**Registros:**
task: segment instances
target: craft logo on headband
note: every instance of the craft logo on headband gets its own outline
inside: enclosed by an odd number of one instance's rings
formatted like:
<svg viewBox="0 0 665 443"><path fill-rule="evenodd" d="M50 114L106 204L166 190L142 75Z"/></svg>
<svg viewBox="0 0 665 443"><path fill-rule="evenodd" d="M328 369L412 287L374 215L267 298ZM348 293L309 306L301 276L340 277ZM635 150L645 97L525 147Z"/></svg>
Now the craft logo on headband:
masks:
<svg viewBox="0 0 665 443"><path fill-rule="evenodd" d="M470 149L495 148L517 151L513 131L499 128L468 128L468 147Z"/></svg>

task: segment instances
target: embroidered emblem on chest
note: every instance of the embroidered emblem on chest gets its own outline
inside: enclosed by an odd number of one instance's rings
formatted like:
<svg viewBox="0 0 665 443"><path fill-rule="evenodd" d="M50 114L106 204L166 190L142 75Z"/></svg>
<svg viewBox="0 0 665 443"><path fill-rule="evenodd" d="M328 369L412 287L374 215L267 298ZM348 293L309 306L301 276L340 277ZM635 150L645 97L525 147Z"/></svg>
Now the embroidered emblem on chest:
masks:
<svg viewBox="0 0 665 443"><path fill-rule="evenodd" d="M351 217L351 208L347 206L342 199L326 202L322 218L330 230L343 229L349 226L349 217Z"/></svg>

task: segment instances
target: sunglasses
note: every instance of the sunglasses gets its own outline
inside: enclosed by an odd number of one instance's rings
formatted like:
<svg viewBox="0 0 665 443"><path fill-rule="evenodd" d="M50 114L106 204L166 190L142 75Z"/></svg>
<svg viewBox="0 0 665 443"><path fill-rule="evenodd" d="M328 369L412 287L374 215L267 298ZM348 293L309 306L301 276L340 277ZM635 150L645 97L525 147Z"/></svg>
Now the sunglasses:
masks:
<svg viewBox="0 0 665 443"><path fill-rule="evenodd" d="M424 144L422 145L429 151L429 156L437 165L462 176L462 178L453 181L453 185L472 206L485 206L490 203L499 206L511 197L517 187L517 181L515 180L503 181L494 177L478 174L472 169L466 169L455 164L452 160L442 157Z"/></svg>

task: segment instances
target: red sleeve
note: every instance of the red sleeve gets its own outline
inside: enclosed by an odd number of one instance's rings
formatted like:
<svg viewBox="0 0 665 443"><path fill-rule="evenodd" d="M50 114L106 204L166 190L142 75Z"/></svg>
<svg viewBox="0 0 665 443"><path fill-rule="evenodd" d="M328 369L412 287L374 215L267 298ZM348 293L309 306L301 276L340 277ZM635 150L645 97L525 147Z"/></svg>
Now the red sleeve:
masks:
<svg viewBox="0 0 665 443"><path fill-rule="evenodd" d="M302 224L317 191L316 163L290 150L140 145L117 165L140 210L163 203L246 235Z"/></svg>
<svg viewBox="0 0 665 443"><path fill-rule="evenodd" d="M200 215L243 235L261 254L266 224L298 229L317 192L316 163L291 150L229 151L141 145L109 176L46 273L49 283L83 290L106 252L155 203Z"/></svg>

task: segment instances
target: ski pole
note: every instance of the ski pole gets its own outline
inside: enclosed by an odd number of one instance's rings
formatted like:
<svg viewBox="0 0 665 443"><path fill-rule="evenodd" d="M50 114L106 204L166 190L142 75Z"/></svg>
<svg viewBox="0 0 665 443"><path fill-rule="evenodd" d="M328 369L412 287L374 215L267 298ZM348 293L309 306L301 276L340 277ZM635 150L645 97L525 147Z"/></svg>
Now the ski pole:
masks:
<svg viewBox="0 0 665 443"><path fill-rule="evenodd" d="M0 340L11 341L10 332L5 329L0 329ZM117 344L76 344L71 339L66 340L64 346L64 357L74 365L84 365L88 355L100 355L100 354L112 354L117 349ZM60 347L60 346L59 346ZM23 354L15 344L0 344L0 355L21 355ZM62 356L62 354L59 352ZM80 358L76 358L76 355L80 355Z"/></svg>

**Qué se pide:** ¿Cuántas líneas de los registros contienen la cadena "target"? Da solo el número.

**La respuesta:** 5